TY1 e il rap che non c’è più | Rolling Stone Italia
Dal produttore al consumatore

TY1 e il rap che non c’è più

Per arricchire 'Djungle', che è diventato 'Djungle Unchained', il produttore e dj ha chiamato soprattutto rapper giovani e di seconda generazione. «Oggi mancano fame di novità e capacità di rappare»

TY1 e il rap che non c’è più

TY1

Foto press

Per capire che direzione sta prendendo quell’onda sempre più grande che è il rap in Italia – tra Sanremo e Instagram, dischi di platino e sold out nei palazzetti – non c’è miglior occasione che fare due chiacchiere con uno dei dj e producer più stimati del rap game, DJ TY1 che torna con Djungle Unchained, versione pimpata con sette tracce inedite del precedente Djungle. Tracce su cui rappano big e “nuove proposte”, da Guè e Coez fino agli emergenti Touché, 8blevrai, Delé ed Epoque, giovanissimi – cercherò di farglielo notare, ma hanno metà degli anni di TY1 che è del ’79 – e seconde generazioni, come la nazionale francese degli ultimi mondiali. Già, perché oggi un producer alle prese con un disco zeppo di voci è un po’ come un mister che cerca l’equilibrio tattico giusto tra il talento dei singoli e il mood di suono dell’album. Quindi eccoci con il mister TY1

Hai scelto di collaborare con nomi emergenti e giovani come Touché, 8blevrai, Delé ed Epoque. Lavorando insieme che tipo di scambio hai avuto con loro?
Già il fatto di unire rapper che prima non si conoscevano tra loro è uno stimolo che può anche dar vita a delle amicizie artistiche importanti come quella che ho fatto nascere in precedenza tra Neffa e Coez.

* DATI REGISTRATI:
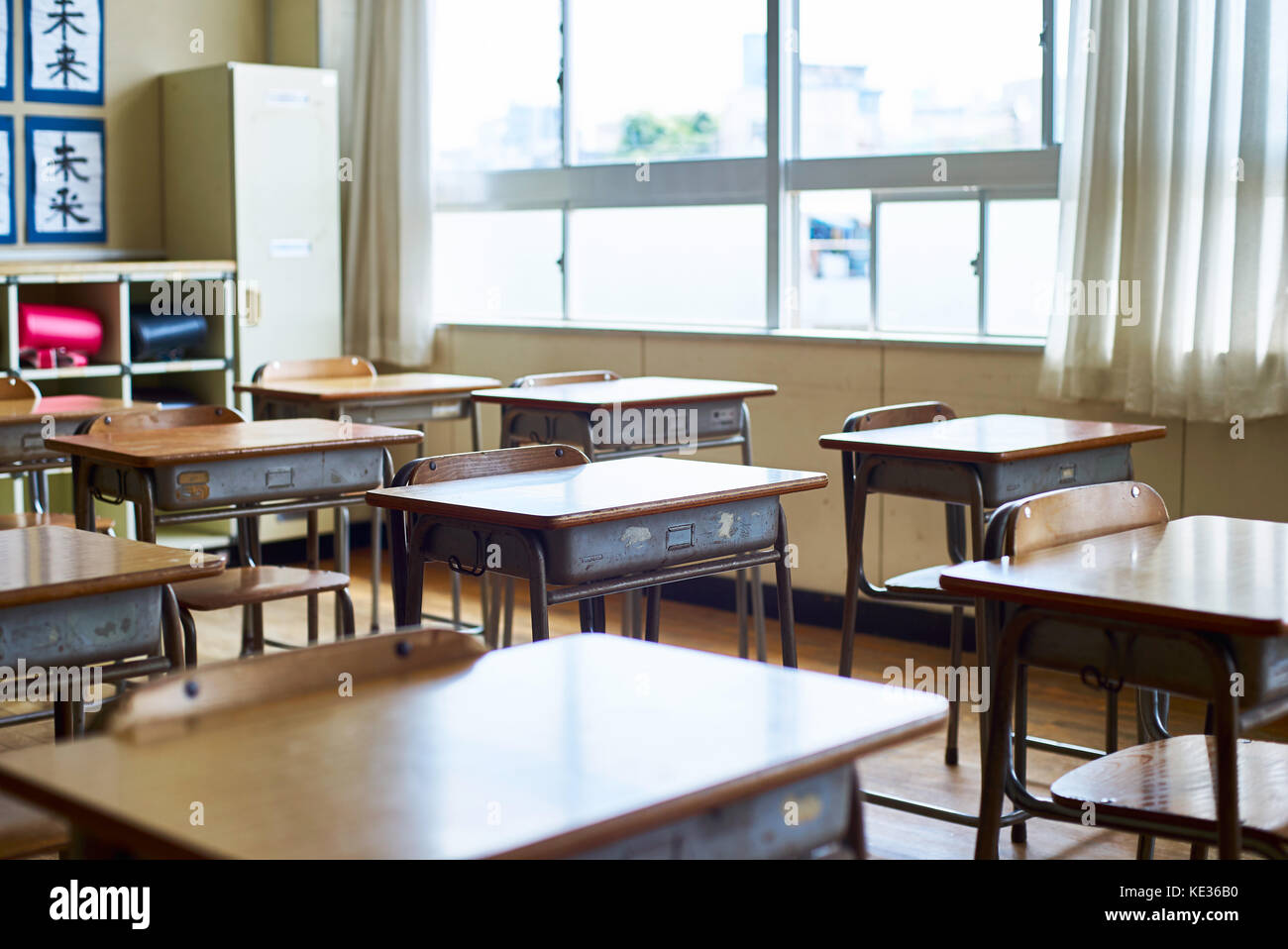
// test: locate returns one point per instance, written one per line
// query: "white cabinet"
...
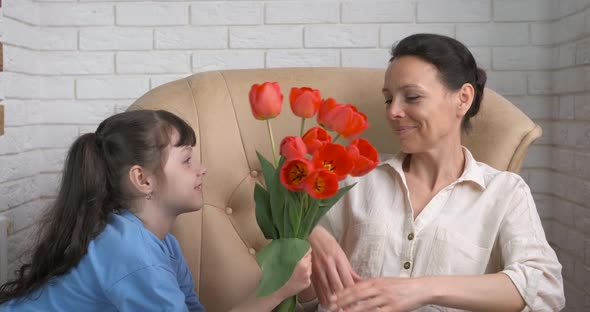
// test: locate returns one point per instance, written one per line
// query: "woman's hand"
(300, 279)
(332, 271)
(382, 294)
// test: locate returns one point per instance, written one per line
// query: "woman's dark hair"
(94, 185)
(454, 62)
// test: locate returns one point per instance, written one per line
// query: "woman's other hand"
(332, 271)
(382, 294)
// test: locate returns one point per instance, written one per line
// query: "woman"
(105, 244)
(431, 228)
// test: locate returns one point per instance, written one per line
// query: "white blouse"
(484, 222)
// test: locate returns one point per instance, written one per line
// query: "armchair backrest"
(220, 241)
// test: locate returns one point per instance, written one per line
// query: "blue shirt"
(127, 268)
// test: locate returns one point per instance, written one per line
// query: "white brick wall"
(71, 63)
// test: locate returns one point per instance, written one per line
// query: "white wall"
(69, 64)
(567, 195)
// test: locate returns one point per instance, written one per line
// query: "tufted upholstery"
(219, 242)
==
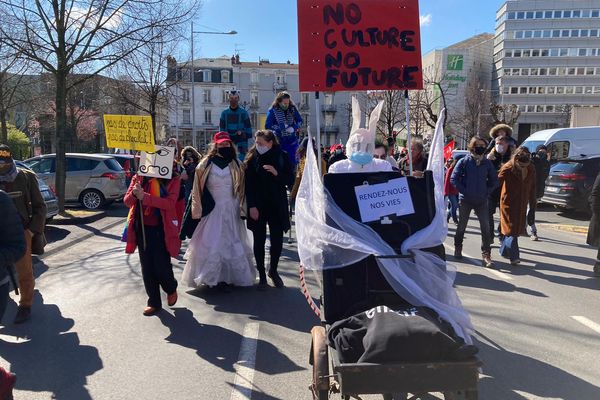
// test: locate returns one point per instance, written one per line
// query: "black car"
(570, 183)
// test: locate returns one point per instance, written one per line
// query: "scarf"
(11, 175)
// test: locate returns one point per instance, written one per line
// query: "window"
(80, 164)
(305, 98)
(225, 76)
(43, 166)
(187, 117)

* DA SVOLGERE:
A. Ricopia dall'intervista a TY1 il tratto che va da "Già il fatto" fino a "Neffa e Coez.".
B. Continua l'intervista a TY1 dopo l'ultima frase riportata.

* RISULTATI PER COMPITO:
A.
Già il fatto di unire rapper che prima non si conoscevano tra loro è uno stimolo che può anche dar vita a delle amicizie artistiche importanti come quella che ho fatto nascere in precedenza tra Neffa e Coez.

B.
Con i più giovani la vera differenza è che si lavora in modo molto veloce, scrivono il pezzo in mezz’ora e allora magari mi permetto di dirgli di riascoltarla, di lavorarci con più calma. Loro hanno fame, vogliono scrivere cinquanta pezzi al giorno ma il mio consiglio è di lavorare sulla qualità e non sulla quantità. Quando lavoriamo insieme mi mandano delle reference musicali per il pezzo, io le accolgo e poi gliele stravolgo col mio stile. Così li porto nel mio sound facendoli sentire a loro agio, magari usando un campione indiano in cui si sarebbero mai imbattuti da soli.

Come hai scelto i nomi?
Li scelgo perché hanno un loro stile. Quando ho sentito per la prima volta Marracash in Popolare, mi flashò lo slang, il modo di girare le rime, il flow, era unico, e così oggi due come Kid Yugi e Nerissima Serpe mi colpiscono perché sono originali, diversi da tutto il resto. Tranne Delé e Epoque, che ho scelto per confrontarmi con le sonorità afro più nuove, tutti gli altri li ho chiamati perché rappano e non è facile oggi che tutti vogliono fare la drill o la trap trovare ragazzi che sappiano davvero fare rap. E in modo innovativo.

Come è cambiato il mestiere di producer in questi anni? Ora la scena si è allargata, diversificata, è diventata pop, va a Sanremo…
Mi piace che ci sia tanta carne al fuoco. Prima Touché mi ha fatto ascoltare un ragazzino giovanissimo che spacca, mi ha stupito. È bello scoprire che intorno a te stanno uscendo tante cose buone.
Io ho iniziato a fare il dj nel 1993 ma sono andato ad ascoltarmi la musica che aveva un passato e una storia, e che mi ha formato. Quello che noto oggi è che le produzioni hanno sempre le stesse sonorità, mi arrivano un sacco di beat ma mai qualcosa di nuovo, che mi stupisca. Adesso a molti giovani producer manca la fame di ascoltare altri generi musicali e di fonderli con la loro sound. Charlie Charles e Sick Luke sono un caso a parte, intoccabili, perché hanno portato la trap in Italia, ma da tutti gli altri mi aspetto più ricerca, più novità.

Tu sei di Salerno e c’è molta napoletanità anche nel tuo disco: J Lord (con un rap pazzesco, incredibile in 6 mesi), MV Killa, Yung Snapp, Lele Blade. Da produttore credi che ci sia un Napoli sound riconoscibile anche nei tuoi beat?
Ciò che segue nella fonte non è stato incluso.